Adel verpflichtet! Die Fürstin und die Prinzessin tragen dazu bei, die guten Sitten noch populärer zu machen. Mit unterhaltsamen Beispielen und Geschichten aus der Welt der oberen Zehntausend beschreiben sie, wie man sich in Gesellschaft und Privatleben korrekt benimmt und respektvoll miteinander umgeht. Ihre Botschaft: Man muss kein blaues Blut haben, um immer und überall mit perfekten Umgangsformen zu glänzen!
"Dieses Buch ist eine gute Einführung in die wichtigsten Einzelheiten der Etikette."
(Amazon-Leserrezension)
(Amazon-Leserrezension)
Frankfurter Allgemeine Zeitung | Besprechung von 06.12.2000Was würde die Auster zum Briefträger sagen?
Die Benimmregeln der Fürstin Gloria schmücken wie Perlen
Vor der Münchner Oper steht ein Doppeldeckerbus mit verdunkelten Scheiben. Die Fahrt geht nach Regensburg, wo Gloria Fürstin von Thurn und Taxis zu einer Buchparty ins Schloß lädt. Gemeinsam mit ihrer Freundin Donna Alessandra Principessa Borghese hat sie ein Nachschlagewerk über "Unsere Umgangsformen" (Falken-Verlag) geschrieben. Mit einer gewöhnlichen Lesung ist das Ereignis natürlich nicht zu vergleichen. Entsprechend zahlreich sind die handverlesenen Gäste. Im Bus schon wird Champagner gereicht, man plaudert über das Skifahren in Dubai, die Vor- und Nachteile von Snowboard oder Tennis und ruft sich "Grüß dich, Durchlaucht!" zu. Ein Herr spricht an seinem Handy Erbschaftsangelegenheiten durch: "Hallo! Ihre Frau Mutter hatte angerufen. . ." Er muß ein Anwalt sein, denn ein Anruf folgt dem nächsten: "Würden Sie", instruiert er die Sekretärin, "die Papiere von Klient X, ich kann hier nicht frei reden . . . an Notar Y, Sie wissen schon, schicken?" Für einen Augenblick taucht er aus der Telewortwolke auf und verkündet: "Ich trau' mich jetzt sogar, eine Zigarette zu rauchen." Aus einer werden drei.

[Einträge aus einer Sammlung]
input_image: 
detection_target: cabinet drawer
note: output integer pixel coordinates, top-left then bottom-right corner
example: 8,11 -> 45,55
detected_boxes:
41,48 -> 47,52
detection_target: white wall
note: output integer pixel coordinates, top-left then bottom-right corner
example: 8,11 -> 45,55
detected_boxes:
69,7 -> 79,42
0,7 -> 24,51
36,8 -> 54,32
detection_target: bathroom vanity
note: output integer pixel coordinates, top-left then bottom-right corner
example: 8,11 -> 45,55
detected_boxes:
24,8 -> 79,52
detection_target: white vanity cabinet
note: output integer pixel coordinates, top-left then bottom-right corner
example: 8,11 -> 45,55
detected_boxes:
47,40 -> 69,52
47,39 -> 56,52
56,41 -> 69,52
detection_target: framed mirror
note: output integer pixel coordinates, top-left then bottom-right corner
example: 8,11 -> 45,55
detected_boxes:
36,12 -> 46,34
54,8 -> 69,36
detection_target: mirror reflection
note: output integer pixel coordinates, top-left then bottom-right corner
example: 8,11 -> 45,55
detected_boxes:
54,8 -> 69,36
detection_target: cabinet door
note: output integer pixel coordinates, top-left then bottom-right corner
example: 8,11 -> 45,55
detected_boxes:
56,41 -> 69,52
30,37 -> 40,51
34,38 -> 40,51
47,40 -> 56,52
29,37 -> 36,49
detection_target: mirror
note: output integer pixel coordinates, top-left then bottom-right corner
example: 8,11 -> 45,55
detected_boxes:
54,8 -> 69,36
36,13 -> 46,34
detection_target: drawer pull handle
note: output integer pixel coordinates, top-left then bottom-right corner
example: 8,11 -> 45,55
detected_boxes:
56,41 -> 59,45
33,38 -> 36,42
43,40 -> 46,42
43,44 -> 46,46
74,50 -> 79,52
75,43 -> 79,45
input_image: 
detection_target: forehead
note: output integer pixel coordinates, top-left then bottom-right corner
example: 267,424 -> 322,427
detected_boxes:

Aufgabenstellung:
1. Mit wem zusammen hat Gloria Fürstin von Thurn und Taxis laut dem Lesetext das Nachschlagewerk über „Unsere Umgangsformen“ geschrieben?
2. Schreibe den Lesetext über die Buchparty in Regensburg im Anschluss an seinen letzten Satz weiter.

Die Ergebnisse:
1. Mit ihrer Freundin Donna Alessandra Principessa Borghese.

2.
Er ist schon wieder am Hörer: "Brechen Sie den Kontakt komplett ab, komplett!", ruft er hinein. Was könnte das Benimmbuch der Fürstin zu ihm sagen? "Lange Gespräche, womöglich in Anwesenheit Dritter", heißt es unter dem Eintrag "Handy", "sind unhöflich und indiskret." Zum "Rauchen" ist zu lesen: "Ist man in Gesellschaft, vergewissert man sich vor dem Anzünden einer Zigarette höflich, ob der ,blaue Dunst' jemanden stört." Der Fall ist klar. Der Mann hat den Test nicht bestanden. Doch das Vorwort der Prinzessin Borghese kompliziert den Fall. Wer den weiten Weg in die gute Gesellschaft gehen will, "muß die Regeln strenger beachten als jemand, der dort schon länger zu Hause ist".
Das Buch richtet sich nicht an jene, die mit "unsere Gesellschaft" und "höheren Kreisen" umschrieben werden, sondern es bringt "die Geheimcodes des guten Stils ,unters Volk'". Deshalb ist der Prototyp des idealen Lesers unter "Snobismus" skizziert: "Snobs haben die angenehme Eigenschaft, sich durch gewisse Vorzüge ihren Platz in der höheren Gesellschaft zu ,verdienen'". Die Fibel des guten Benehmens äußert sich unmißverständlich gegenüber weißen Socken, Lederkrawatten und der Unart, anderen "Mahlzeit!" zuzurufen. Ein Geheimcode bleibt das Brevier dennoch, denn es verzichtet in der Regel auf eine Erklärung für seine Diktate. Die Regel, Gäste rechtzeitig einzuladen, wird durch eine Anekdote erläutert: "Letztens rief mich das Büro des Vorstandsvorsitzenden eines großen deutschen Konzerns an, um anzufragen, ob ich wohl am nächsten Tag gewillt sei, nach Venedig zur Eröffnung der Filmfestspiele zu kommen. Ich würde am Ehrentisch plaziert und selbstverständlich vom Flughafen abgeholt werden", erinnert sich Fürstin Gloria. Die Kurzfristigkeit macht die "Traumeinladung zur Unverschämtheit" - doch warum? Daß die implizite Beleidigung in der zwangsläufigen Annahme liegt, daß der Geladene als Lückenbüßer dient, muß sich der Leser selber denken.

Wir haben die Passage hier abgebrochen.